*AUFGABEN*:
- a) Drucken Sie aus dem Text über den Film „Barbie“ den Abschnitt von „Der als Komödie“ bis „den arabischen Ländern.“ wortgetreu ab.
- b) Beantworten Sie anhand des Textes über den Film „Barbie“ die folgenden Fragen:
(i) An welchem Tag lief der Film in Tunesien und Marokko an?
(ii) In welchen beiden Ländern wurde der Film verboten?
(iii) Welches Amt bekleidet Mohammed al-Mortada?
- c) Führen Sie den Text über den Film „Barbie“ im Anschluss an die Zwischenüberschrift „Es ist doch nur ein Film“ weiter.

*TEXT ZUR DURCHSICHT*:
________________________

Der als Komödie angelegte Kinofilm "Barbie" erhitzt die Gemüter Reaktionärer weltweit – vor allem in islamischen Ländern. Bei der Debatte geht es nicht um den Film oder die Puppe, sondern um LGBTQ-Referenzen. Entsprechend holprig verlief der Filmstart in den arabischen Ländern.
Der Hollywood-Film "Barbie" (Buch und Regie von Greta Gerwig) startete nur in Tunesien und in Marokko wie geplant am 20. Juli. In anderen Ländern der arabischen Welt wurde der Filmstart auf den 31. August verschoben. Die Kinos hatten sich schon für das Debüt mit rosa Popcorn-Boxen, rosa Erfrischungsdrinks und sogar rosa Abayas ausgerüstet. "Uns wurde gesagt, dass wir die Eröffnung verschieben müssten. Doch niemand wusste warum", sagte Anis Tabet, ein in Beirut ansässiger Filmpromoter.
Schließlich ging "Barbie" in Saudi-Arabien, den Vereinigten Arabischen Emiraten, Ägypten, Jordanien und Bahrain im August an den Start. In Kuwait und Oman wurde der Film verboten und in Algerien nach einer kurzen Laufzeit aus den Kinos genommen. Es ist noch unklar, ob der Film in Katar oder im Libanon gezeigt wird. Auch in Ländern, in denen "Barbie" gezeigt wurde, drängten Politiker:innen die Behörden dazu, die Genehmigungen zu widerrufen. Ein jordanischer Politiker wollte den Kassenschlager verbieten, weil er "falsche Ideen" wie Homosexualität und Feminismus unterstütze. Der libanesische Kulturminister Mohammed al-Mortada mokierte: "Barbie bewirbt Homosexualität und sexuelle Transformation."
"Es ist doch nur ein Film"

________________________

*DATENAUSZUG*:
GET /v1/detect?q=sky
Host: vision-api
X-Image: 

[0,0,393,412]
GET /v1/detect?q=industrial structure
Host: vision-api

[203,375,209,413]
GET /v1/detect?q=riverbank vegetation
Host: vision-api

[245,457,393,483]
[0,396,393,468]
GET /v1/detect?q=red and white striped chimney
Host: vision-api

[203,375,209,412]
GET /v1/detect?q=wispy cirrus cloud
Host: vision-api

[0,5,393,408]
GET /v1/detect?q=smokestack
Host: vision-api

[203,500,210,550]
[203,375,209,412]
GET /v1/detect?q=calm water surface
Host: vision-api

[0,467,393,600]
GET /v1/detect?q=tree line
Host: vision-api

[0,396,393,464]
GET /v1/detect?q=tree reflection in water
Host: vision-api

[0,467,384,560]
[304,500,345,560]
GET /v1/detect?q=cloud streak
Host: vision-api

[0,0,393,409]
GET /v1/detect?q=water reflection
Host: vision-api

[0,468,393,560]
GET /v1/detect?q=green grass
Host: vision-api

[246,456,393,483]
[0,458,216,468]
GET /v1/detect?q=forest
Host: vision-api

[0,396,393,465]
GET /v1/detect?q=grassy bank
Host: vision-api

________________________

*LÖSUNGEN*:
- a)
Der als Komödie angelegte Kinofilm "Barbie" erhitzt die Gemüter Reaktionärer weltweit – vor allem in islamischen Ländern. Bei der Debatte geht es nicht um den Film oder die Puppe, sondern um LGBTQ-Referenzen. Entsprechend holprig verlief der Filmstart in den arabischen Ländern.

- b)
(i) Am 20. Juli.
(ii) In Kuwait und Oman.
(iii) Er ist libanesischer Kulturminister.

- c)
In Bahrain kritisierte der beliebte islamische Prediger Hassan Husseini den Film als "Auflehnung gegen die Idee von Ehe und Mutterschaft". Husseini stieß sich auch an der Darstellung von Männern "ohne Männlichkeit". Die Engländerin Julianna Aoun, die in Beirut lebt kann nur den Kopf schütteln: "Ich kann mir nicht vorstellen, dass 'Barbie' das alles bewirbt. Es fühlt sich einfach albern an – es ist doch nur ein Film."
Für die aufstrebende Kinoindustrie im Nahen Osten ist die verstärkte Prüfung von LGBTQ-bezogenen Inhalten ein großer Hemmschuh. Die Verleiher fungierten als Bindeglied zwischen Zensurbehörden und Studios, erklärt Ignace Lahoud, Geschäftsführer von Majid Al Futtaim Leisure, Entertainment & Cinemas, dem regionalen Verleiher von "Barbie" mit Sitz in Dubai. "Wenn man anfängt, bei jedem Film Änderungen zu fordern, und es 130 Filme gibt, die jedes Jahr von den Majors herausgebracht werden, dann bedeutet die Änderung jedes Films für jedes Land eine Menge Arbeit", sagt Lahoud.
Zensur von Filmen als Indikator
Die Entscheidungen der jeweiligen nationalen Zensurbehörden können als Indikator dafür dienen, wie liberal oder konservativ ein Land geworden ist. So lassen etwa die konservativen Golfstaaten verstärkt westliche Unterhaltungsindustrie zu, während im ehemals offenen Libanon die islamischen Schrauben angezogen werden. "In den letzten Jahren standen die meisten Zensurprobleme im Zusammenhang mit LGBTQ-Referenzen", so Filmverleiher Lahoud.
"'Barbie' ist Teil eines umfassenderen Spiels geworden. Es geht nicht um den Film, sondern um LGBTQ, Trans- und Gender-Fluidität", sagt Ayman Mhanna, Geschäftsführer der Samir Kassir Foundation, einer in Beirut ansässigen Menschenrechtsorganisation. Als Anspielung auf die sich verändernde Dynamik in der Region bemerkte ein prominenter ägyptischer Kommentator, dass Kuwaiter:innen jetzt nach Bahrain fahren würden, um sich den Film anzusehen – während es vor ein paar Jahren noch umgekehrt gewesen sei.